Provided data:

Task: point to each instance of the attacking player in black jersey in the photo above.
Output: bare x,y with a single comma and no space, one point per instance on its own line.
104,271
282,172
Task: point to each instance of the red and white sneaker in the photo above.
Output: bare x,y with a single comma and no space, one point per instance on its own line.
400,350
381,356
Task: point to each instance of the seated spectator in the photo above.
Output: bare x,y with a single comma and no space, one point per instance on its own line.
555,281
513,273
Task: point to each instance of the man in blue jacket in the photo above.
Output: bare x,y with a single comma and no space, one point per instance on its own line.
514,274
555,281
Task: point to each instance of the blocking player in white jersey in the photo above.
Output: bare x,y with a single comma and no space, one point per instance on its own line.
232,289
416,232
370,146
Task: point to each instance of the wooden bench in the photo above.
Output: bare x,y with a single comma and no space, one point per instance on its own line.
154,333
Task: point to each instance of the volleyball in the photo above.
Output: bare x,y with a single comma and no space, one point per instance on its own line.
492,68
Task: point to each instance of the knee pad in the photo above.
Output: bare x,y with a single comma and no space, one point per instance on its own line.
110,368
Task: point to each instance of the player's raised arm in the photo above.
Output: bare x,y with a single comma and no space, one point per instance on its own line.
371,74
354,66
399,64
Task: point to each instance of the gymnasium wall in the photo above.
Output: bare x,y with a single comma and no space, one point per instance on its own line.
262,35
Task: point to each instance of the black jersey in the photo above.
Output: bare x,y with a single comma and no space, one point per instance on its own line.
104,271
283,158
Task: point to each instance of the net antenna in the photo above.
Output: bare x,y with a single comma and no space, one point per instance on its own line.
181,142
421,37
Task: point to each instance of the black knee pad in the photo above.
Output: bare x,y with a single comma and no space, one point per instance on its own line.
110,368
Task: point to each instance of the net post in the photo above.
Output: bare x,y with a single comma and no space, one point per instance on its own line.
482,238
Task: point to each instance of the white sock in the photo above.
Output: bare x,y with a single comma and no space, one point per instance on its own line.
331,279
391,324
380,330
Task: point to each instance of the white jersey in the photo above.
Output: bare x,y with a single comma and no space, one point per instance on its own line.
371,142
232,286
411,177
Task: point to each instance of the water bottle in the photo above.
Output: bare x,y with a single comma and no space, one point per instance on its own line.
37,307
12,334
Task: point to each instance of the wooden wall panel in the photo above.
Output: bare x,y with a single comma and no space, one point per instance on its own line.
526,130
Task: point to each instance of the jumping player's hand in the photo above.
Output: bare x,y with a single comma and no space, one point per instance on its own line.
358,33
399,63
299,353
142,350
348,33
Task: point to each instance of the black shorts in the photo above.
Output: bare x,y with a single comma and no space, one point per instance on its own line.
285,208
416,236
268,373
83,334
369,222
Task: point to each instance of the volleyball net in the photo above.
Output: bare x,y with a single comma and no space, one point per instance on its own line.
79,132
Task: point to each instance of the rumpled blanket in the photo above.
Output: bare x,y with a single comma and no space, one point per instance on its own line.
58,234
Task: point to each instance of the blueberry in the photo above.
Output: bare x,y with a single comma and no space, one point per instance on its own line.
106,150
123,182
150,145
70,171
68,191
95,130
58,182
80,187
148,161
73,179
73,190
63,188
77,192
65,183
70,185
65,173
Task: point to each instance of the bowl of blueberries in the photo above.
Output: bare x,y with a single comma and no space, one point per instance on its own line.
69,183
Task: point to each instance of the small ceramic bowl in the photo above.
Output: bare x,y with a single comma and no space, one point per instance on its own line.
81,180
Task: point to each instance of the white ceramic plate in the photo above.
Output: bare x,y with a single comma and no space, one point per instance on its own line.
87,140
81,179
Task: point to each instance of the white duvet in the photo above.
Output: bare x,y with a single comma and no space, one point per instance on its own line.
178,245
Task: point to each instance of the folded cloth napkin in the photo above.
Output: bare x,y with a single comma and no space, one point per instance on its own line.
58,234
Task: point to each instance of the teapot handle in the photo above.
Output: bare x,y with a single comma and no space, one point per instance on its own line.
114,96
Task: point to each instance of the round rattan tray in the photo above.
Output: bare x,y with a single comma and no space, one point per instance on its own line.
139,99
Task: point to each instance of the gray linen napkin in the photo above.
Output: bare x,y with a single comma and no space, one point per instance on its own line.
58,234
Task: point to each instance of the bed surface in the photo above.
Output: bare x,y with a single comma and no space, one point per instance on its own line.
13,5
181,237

What you are asked to do: Copy the listing exactly as it stands.

Exercise result:
Task: point to each instance of the attacking player in black jersey in the photo above.
Output: bare x,y with a single comma and no space, one point per instance on its own line.
104,271
282,172
Task: point to each instance of the red and white sneaker in the photo above.
Output: bare x,y with a single comma and no space, one point per instance on its own line.
400,350
381,356
Task: point to each instance of the seated spectator in the photo above.
Output: bare x,y with a single comma and no space, one point per instance on its own line.
555,281
513,273
Task: point to each instance of the man in blue jacket in the photo above.
Output: bare x,y with a single comma and no space, one point per instance on its own line.
514,274
555,281
Task: point to each instance of the blocking player in white jersey in the photo above.
Output: bare x,y with a single comma and no space, one point per instance on its own line.
232,289
416,232
370,146
Task: point to each instance of the wooden bench in the photo above.
Output: bare x,y with a single comma and no space, one point per instance on its own line.
154,333
Task: point to each instance of the volleyball in the photo above.
Output: bare x,y with a single comma and no space, one point per instance on its own line.
492,68
Task: point to each instance of the knee pad in the photo above.
Output: bare x,y with a single comma and no space, one point per instance on its own line.
110,368
Task: point to each instance of the player's raised arm in the photo above.
Output: bare x,y with a single comma and no space, one point per instance on its own line.
371,74
354,66
399,64
Task: point to each instance of the gymnasium wall in the photo above.
Output: bare x,y with a single comma and no space, one point per instance on its own line.
262,35
Task: point to each instance of the black jersey in the photo above.
Output: bare x,y with a single comma and no space, one point per instance on its own line.
104,271
283,158
Task: point to each instance of the net antenna in the photo above.
Output: bare x,y with a single comma and no space, one point per instance on its own line.
181,142
421,37
Task: point to each instance of the black knee pad in the photo above.
Output: bare x,y with a single comma and no space, one point per instance on its own line.
110,368
Task: point to each instance of the net post in the photo above.
Output: bare x,y with a single comma and no space, one point per instance on its own line.
482,238
Task: point to each instance of the white sock in the photo above.
Output: bare x,y with a single comma and no space, one point per instance on its own line.
331,279
391,324
380,330
Task: point to each instance of the white jersey in the photo above.
Output: bare x,y with a single comma and no space, one point per instance on its own line.
371,142
232,286
411,177
Task: point to each instance of the water bottle in the photo above.
Output: bare x,y with a single comma and no space, one point per instance on its own line.
37,307
12,334
Task: point to each instance of the wooden wall panel in the photo above.
Output: bare x,y with a single comma and no space, one point per instance on its own line.
526,130
Task: point to each instance of the jumping player's hand in the photo above.
Output: bare x,y with a single comma and no space, one point per instance on its own line.
358,33
399,63
299,353
142,350
348,33
Task: point to each instance of the black shorts in the photo above.
Output: bare x,y with a single comma and no space, one point per instance on its own line.
285,208
416,236
268,373
83,334
369,222
Task: point to each instance of the volleyball net in the photo above.
Output: bare x,y with a single comma and no space, one point per instance on its own line.
79,132
Task: point to each instance of the rumpled blanket in the photo above.
Output: bare x,y with a single comma and no space, one point per instance on its own line.
58,234
Task: point to each instance of the blueberry in the photo above.
Output: bare x,y with a single comma and no space, one point per instance on its own line.
106,150
123,182
150,145
70,171
68,191
95,130
58,182
80,187
148,161
73,179
73,190
63,188
77,192
65,183
70,185
65,173
Task: point to each instance of the bowl of blueberries in the photo above.
Output: bare x,y with a single comma and no space, one point per instance on its own line.
69,183
Task: point to each instance of the small ceramic bowl in the photo above.
Output: bare x,y with a single comma and no space, one point per instance on its own line.
81,180
Task: point to each instance of the white ceramic plate in the photo above.
Output: bare x,y with a single comma and no space, one point per instance on its own line.
87,140
81,179
Task: point to each instance of the white duvet in the photo above.
Output: bare x,y with a single comma and no space, one point per instance on its own line.
178,245
Task: point to each instance of the folded cloth napkin in the photo above.
Output: bare x,y with a single comma and no space, one point per instance on its own line.
58,234
Task: point to each instance of the teapot handle in the photo above.
Output: bare x,y with a single comma and no space, one point per instance on its own line.
114,96
Task: point to each instance of the round rattan tray in the photo above.
Output: bare x,y with a single comma and no space, one point per instance on its own line.
139,99
Task: point to each instance of the gray linen napkin in the photo above.
Output: bare x,y with a single comma and no space, one point per instance on its own line.
58,234
Task: point to each instance of the bed surface in the photo above.
Output: bare x,y with a single comma and no space, one point per instance on its own line.
13,5
181,237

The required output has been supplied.